> **Task directions**
Answer these questions from the passage below on grizzly bears and the coastal rainforest:
(a) How long is the ketch that served as the mother ship?
(b) How much precipitation soaks this part of the coast each year?
(c) What do grizzly bears convey deep into the forest?

> **Selected extract**
□ □ □ □

I was determined to get up close and experience being in a place where humans are not the masters of all we seea place where we are at least one link down the food chain. For four days, guide Tom Ellison's seventy-two-foot ketch served as our mother ship for exploration. Anchored in a sheltered cove, we were surrounded by slopes of old-growth cedar and snowy peaks soaring nearly seven thousand feet above the tide. Himself an imposing figure, Ellison's weathered features betrayed a long association with the wilderness and the sea. He knew these bears better than anyone.
We wandered the rainforest in heavy downpours and soft, persistent mist. More than nine feet of precipitation soaks this part of the coast each year and the resulting jungle is dark and primeval. Grizzly bears play an integral role in this environment, consuming huge quantities of salmon and conveying valuable nitrogen fertilizer deep into the forest. They are the unwitting gardeners of some of the world's oldest, biggest trees. In North America, before the advent of industrial logging, temperate rainforests once stretched along the West Coast from California's giant sequoias to Alaska's majestic Sitka spruce. Among the world's rarest ecosystems, temperate rainforests never covered more than one-fifth of i percent of the planet's land surface. Today, less than one-half of that small amount remains.

□ □ □ □

> **Point-based annotation data**

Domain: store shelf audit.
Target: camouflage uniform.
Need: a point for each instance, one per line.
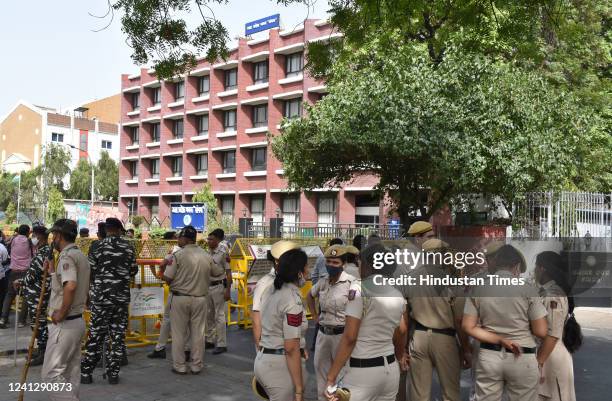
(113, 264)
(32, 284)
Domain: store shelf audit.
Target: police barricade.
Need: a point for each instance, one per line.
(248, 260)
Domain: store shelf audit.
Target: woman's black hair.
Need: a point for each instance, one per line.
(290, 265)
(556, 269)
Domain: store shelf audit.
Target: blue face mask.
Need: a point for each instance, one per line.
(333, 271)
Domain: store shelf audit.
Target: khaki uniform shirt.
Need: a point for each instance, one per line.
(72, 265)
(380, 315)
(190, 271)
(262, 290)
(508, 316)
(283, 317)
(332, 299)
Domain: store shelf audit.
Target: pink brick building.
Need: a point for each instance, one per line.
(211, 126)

□ □ □ □

> **Answer for the task**
(a) Seventy-two feet.
(b) More than nine feet.
(c) Valuable nitrogen fertilizer.